A SPACECRAFT that will examine the upper atmosphere of Mars in unprecedented detail is undergoing final preparations for a scheduled launch at 5:28am Sydney time (1:28 p.m. EST Monday, Nov. 18 in the USA) from the Cape Canaveral Air Force Station in Florida.

NASA’s Mars Atmosphere and Volatile Evolution (MAVEN) mission will examine specific processes on Mars that led to the loss of much of its atmosphere. Data and analysis could tell planetary scientists the history of climate change on the Red Planet and provide further information on the history of planetary habitability.

“The MAVEN mission is a significant step toward unravelling the planetary puzzle about Mars’ past and present environments,” said John Grunsfeld, associate administrator for NASA’s Science Mission Directorate in Washington. “The knowledge we gain will build on past and current missions examining Mars and will help inform future missions to send humans to Mars.”

Artist's concept of MAVEN

MAVEN (artist’s concept) will arrive at Mars in September 2014 to begin a detailed study of the planet’s atmosphere and its interaction with the solar wind. Image Credit: NASA Goddard Space Flight Centre.

INFORMATION SHOWN =
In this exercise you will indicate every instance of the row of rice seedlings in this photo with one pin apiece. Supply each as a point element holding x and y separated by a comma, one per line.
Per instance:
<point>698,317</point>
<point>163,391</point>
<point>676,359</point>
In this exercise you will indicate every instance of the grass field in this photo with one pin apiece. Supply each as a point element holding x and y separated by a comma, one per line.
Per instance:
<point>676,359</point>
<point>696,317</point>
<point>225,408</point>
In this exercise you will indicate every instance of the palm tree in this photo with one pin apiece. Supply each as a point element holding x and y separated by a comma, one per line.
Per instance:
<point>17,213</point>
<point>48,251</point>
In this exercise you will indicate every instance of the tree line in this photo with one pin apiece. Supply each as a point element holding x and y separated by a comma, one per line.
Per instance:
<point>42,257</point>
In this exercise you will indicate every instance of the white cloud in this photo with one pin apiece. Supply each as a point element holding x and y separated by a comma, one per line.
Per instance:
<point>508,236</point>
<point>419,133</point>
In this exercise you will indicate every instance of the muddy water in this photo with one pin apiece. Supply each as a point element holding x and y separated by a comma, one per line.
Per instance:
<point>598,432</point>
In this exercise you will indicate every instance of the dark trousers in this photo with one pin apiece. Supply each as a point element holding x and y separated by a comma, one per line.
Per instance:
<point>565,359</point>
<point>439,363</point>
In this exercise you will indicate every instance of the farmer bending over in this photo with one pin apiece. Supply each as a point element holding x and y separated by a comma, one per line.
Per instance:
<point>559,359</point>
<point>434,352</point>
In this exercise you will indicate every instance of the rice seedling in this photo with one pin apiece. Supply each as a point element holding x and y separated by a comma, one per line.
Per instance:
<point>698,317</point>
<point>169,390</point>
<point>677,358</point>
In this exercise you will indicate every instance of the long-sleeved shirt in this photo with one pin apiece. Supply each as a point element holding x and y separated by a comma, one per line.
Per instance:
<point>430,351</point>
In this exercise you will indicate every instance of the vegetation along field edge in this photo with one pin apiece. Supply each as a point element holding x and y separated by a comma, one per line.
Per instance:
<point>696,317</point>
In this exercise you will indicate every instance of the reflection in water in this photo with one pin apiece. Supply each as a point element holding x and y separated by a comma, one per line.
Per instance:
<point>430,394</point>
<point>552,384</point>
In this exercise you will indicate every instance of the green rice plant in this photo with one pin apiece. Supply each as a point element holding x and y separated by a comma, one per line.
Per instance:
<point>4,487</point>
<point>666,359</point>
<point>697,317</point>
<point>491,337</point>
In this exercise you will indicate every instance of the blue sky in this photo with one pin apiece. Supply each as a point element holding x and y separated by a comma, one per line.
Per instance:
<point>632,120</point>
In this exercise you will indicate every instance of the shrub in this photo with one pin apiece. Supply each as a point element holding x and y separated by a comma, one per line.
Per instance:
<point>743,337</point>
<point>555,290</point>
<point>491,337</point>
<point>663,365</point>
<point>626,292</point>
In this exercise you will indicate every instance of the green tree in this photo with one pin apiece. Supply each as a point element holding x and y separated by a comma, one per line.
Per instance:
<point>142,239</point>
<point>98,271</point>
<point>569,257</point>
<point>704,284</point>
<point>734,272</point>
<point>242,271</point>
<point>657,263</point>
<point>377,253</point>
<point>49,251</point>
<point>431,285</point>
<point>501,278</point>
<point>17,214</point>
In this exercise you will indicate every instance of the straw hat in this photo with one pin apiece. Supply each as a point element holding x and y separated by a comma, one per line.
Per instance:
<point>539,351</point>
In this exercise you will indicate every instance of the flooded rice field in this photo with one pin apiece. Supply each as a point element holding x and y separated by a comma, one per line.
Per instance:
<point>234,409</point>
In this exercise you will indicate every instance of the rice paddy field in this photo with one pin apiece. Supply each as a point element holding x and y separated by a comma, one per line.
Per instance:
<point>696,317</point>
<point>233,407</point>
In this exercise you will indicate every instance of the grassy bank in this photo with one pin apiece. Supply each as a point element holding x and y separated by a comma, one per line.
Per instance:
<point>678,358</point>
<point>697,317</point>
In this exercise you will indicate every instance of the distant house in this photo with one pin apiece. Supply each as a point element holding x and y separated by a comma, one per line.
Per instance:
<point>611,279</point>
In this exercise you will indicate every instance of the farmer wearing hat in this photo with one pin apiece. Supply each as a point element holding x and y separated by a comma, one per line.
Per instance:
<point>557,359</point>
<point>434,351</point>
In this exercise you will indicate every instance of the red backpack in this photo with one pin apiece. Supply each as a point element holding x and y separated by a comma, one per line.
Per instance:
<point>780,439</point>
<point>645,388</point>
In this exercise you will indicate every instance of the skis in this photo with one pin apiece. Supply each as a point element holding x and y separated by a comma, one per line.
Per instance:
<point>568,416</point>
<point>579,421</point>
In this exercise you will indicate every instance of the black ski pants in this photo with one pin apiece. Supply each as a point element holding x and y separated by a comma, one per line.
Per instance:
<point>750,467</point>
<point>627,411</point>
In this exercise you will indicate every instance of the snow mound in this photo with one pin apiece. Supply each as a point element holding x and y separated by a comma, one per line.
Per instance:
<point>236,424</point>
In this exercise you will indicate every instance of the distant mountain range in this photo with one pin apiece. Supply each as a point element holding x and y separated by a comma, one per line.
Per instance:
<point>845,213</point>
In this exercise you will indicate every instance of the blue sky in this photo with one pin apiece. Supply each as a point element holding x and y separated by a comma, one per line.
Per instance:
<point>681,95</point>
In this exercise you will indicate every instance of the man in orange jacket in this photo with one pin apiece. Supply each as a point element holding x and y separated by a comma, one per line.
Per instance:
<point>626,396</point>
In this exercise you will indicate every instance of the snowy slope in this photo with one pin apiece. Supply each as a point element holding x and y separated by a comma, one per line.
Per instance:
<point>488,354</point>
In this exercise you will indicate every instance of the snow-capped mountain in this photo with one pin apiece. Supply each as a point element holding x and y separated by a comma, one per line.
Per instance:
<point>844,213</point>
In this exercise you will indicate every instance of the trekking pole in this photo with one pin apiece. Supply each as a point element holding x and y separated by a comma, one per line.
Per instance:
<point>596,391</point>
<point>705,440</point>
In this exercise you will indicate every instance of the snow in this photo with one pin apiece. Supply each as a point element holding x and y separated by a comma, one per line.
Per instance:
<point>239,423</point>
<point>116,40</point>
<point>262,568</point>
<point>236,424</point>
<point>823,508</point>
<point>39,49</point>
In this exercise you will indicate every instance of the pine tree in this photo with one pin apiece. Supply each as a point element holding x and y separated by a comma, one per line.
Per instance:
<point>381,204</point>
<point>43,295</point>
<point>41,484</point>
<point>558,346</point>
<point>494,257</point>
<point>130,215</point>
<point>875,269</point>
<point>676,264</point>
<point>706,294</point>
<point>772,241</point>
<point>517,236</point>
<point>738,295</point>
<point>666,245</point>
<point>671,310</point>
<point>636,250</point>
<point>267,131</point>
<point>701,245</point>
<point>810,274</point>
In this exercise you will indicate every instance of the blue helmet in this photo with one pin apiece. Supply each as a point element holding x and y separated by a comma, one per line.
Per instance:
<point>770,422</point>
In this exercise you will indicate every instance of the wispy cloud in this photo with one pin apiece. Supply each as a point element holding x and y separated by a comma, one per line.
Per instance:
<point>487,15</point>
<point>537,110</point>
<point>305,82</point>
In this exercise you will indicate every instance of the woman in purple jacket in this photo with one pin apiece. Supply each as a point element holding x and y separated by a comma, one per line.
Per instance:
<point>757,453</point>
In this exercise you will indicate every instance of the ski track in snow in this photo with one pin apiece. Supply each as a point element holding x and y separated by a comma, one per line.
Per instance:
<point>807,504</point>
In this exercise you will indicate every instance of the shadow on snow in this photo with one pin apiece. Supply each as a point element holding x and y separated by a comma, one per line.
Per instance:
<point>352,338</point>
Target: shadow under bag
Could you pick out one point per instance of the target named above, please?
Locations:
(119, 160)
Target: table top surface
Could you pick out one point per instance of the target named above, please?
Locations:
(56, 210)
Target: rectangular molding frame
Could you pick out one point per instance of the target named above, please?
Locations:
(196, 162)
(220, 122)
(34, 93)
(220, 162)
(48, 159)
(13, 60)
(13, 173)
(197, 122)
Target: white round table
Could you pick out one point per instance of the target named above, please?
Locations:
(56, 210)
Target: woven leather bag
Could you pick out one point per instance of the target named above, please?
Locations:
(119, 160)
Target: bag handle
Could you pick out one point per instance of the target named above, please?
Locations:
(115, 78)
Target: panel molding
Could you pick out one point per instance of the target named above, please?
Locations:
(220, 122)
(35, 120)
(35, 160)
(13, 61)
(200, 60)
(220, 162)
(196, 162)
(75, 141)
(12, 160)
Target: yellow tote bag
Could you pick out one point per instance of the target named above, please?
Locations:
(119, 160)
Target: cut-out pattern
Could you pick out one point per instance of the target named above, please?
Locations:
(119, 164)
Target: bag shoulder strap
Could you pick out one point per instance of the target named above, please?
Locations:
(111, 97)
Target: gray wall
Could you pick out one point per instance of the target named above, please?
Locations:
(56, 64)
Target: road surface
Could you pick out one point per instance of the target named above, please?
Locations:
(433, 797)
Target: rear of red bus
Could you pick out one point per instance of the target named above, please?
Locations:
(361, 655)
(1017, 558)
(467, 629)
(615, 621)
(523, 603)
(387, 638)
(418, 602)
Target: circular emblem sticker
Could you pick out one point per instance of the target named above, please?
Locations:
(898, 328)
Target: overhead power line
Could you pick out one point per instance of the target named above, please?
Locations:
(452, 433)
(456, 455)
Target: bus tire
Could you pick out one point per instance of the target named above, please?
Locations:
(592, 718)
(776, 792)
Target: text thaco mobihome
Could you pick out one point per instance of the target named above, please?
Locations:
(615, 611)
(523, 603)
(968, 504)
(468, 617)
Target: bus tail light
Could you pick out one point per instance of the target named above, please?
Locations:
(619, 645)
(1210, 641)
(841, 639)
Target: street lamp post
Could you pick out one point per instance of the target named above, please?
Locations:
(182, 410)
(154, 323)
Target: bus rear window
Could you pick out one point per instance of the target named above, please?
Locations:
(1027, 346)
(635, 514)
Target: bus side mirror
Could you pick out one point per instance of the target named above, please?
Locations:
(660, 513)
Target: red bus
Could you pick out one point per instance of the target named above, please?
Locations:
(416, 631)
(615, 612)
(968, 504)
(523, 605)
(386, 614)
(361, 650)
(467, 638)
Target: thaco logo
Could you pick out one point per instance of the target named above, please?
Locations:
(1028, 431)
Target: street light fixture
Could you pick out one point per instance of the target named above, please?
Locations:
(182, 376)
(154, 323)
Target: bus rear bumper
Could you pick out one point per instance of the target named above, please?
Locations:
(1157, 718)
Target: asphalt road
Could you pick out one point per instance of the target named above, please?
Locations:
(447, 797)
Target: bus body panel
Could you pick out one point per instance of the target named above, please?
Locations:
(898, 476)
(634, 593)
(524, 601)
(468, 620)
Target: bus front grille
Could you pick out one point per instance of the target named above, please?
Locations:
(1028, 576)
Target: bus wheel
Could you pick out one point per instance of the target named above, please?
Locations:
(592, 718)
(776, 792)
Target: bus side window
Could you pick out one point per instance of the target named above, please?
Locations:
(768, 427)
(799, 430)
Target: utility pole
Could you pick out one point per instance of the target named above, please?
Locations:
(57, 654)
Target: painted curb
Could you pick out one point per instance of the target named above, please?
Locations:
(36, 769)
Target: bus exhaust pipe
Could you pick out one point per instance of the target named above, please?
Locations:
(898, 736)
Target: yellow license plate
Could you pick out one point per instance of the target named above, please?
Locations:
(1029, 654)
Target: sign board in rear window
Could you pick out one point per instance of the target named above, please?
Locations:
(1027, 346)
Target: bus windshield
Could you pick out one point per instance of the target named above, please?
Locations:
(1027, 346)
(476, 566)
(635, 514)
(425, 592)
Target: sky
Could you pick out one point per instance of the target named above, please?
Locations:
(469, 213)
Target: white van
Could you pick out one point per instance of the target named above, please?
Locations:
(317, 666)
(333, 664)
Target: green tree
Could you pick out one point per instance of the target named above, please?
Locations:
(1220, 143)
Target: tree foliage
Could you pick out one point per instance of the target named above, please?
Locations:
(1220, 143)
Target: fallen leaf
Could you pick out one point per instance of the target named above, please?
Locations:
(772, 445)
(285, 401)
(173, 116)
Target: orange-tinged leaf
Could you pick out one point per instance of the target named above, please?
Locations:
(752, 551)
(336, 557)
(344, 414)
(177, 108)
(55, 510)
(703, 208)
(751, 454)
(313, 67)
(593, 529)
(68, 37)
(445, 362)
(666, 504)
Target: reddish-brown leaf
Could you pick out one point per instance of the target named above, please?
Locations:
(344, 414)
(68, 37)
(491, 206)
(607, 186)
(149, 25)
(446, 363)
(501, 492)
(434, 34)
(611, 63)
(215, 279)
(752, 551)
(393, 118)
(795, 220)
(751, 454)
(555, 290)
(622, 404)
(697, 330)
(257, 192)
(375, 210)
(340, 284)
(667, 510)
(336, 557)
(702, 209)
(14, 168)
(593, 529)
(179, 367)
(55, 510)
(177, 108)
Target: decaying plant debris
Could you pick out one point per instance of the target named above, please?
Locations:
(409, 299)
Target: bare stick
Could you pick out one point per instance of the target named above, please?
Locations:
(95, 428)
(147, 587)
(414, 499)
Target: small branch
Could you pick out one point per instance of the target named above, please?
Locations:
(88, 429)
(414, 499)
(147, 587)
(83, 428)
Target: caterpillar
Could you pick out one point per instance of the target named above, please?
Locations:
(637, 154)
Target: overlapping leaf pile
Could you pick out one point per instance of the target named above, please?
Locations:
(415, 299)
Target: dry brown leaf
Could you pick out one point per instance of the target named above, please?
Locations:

WORK TO COMPLETE =
a - Please update the MAVEN article, starting at "A SPACECRAFT that" and ending at "Station in Florida.", so that "Cape Canaveral Space Force Station" stands in place of "Cape Canaveral Air Force Station".
b - Render this sentence from the MAVEN article in Spanish: "Data and analysis could tell planetary scientists the history of climate change on the Red Planet and provide further information on the history of planetary habitability."
c - Resume the MAVEN article after its final sentence.
The items are separate material and have no connection to the MAVEN article.

RESPONSES =
a -
A SPACECRAFT that will examine the upper atmosphere of Mars in unprecedented detail is undergoing final preparations for a scheduled launch at 5:28am Sydney time (1:28 p.m. EST Monday, Nov. 18 in the USA) from the Cape Canaveral Space Force Station in Florida.

b - Los datos y el análisis podrían revelar a los científicos planetarios la historia del cambio climático en el Planeta Rojo y aportar más información sobre la historia de la habitabilidad planetaria.

c -
2.5-tonne spacecraft will launch aboard a United Launch Alliance Atlas V 401 rocket on a 10-month journey to Mars. After arriving in September 2014, MAVEN will settle into its elliptical science orbit.

Over the course of its one-Earth-year primary mission, MAVEN will observe all of Mars’ latitudes. Orbital altitudes will range from 150 kilometres to more than 6,100 kilometres. During the primary mission, MAVEN will execute five deep dip manoeuvres, descending to an altitude of 125 kilometres, which marks the lower boundary of the planet’s upper atmosphere.

MAVEN will carry three instrument suites. The Particles and Fields Package contains six instruments to characterise the solar wind and the ionosphere of Mars. The Remote Sensing Package will determine global characteristics of the upper atmosphere and ionosphere. And the Neutral Gas and Ion Mass Spectrometer will measure the composition of Mars’ upper atmosphere.

More information: MAVEN mission

Adapted from information issued by NASA.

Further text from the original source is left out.